[About this task]:
Nothing in the data may change. Copy all of it exactly.

--- Data for processing Enclosed Below ---

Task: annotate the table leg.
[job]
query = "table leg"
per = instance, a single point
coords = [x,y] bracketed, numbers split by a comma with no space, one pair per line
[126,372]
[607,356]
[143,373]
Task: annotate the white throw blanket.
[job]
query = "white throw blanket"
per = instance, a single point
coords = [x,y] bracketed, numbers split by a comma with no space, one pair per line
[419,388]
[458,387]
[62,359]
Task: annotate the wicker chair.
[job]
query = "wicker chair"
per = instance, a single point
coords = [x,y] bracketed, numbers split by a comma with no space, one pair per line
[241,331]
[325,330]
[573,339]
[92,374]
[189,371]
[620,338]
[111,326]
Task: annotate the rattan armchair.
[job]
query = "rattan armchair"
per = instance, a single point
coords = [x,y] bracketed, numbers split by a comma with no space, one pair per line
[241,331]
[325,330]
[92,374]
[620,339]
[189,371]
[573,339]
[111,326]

--- End of Enclosed Data for processing ---

[Answer below]:
Task: annotate the table leg.
[job]
query = "table leg"
per = instance, a single point
coords = [x,y] bracketed, numbers split by a comma with no space, one pair per line
[126,372]
[607,356]
[143,373]
Task: annotate the white throw blanket.
[job]
query = "white throw blanket"
per = instance, a single point
coords = [x,y] bracketed, numbers split by a comma with no space, one pair per line
[419,388]
[458,387]
[62,359]
Task: annotate the wicker chair.
[job]
query = "wicker chair"
per = instance, a single point
coords = [x,y] bracketed, numbers split by a comma with no space, one pair per line
[241,331]
[325,330]
[573,339]
[92,374]
[189,371]
[620,338]
[111,326]
Task: annotate the rattan armchair.
[job]
query = "rattan armchair"
per = instance, a single point
coords = [x,y] bracketed, numbers split by a comma with no space, one pair per line
[241,331]
[325,330]
[92,374]
[620,339]
[189,371]
[573,339]
[111,326]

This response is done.